Task objective:
Copy every item below word for word, without changing a single character.

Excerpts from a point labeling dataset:
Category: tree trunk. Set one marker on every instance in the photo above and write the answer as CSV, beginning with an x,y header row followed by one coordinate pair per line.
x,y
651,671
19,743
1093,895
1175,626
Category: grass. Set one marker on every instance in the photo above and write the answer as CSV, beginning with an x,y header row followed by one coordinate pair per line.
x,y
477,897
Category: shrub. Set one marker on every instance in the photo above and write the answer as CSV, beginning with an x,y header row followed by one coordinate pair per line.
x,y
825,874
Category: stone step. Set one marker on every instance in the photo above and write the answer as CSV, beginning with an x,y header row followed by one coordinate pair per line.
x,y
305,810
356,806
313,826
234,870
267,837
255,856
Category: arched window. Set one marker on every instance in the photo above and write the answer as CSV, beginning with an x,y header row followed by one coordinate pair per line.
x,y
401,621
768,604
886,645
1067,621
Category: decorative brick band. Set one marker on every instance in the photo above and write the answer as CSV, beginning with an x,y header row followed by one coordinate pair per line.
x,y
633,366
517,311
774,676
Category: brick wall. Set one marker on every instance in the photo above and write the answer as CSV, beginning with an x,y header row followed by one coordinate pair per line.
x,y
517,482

Written reply:
Category: tree trunk. Set one marker on every instance in the photo above and write the answer as CSV, beginning with an x,y header row followed by one coordinate pair per line.
x,y
651,671
19,743
1093,895
1175,626
Category: grass. Set one marker on every instance in the photo above and write the answer as CSV, beginning with an x,y header row followed by one coordinate pair per line.
x,y
477,897
Category: shrub. Set one marker on every instance in the photo above and write the answer as CSV, beginning with an x,y header row followed by one coordinate pair per line.
x,y
825,874
Category: stone step. Set one marker on every instance in the photo above and write the answer as CSV, beginning with an x,y header row followed by one coordinate pair per line.
x,y
305,810
356,806
313,826
234,870
267,837
255,856
Category: arched window. Set one marker on every instance in the photo above and write the answer as CSV, beginning with an x,y header row followed by one coordinate pair per line.
x,y
401,621
768,604
886,645
1067,621
Category: decorative brick band. Set one marker on every instance in the photo above and write the answer as CSV, beginning with an x,y header row followed by one coordinate pair per line.
x,y
633,366
517,311
774,676
Category: brick wall. Set one marker on every instance in the photo above and write the answer as CSV, beginning with an x,y header row followed by one coordinate pair per line.
x,y
517,482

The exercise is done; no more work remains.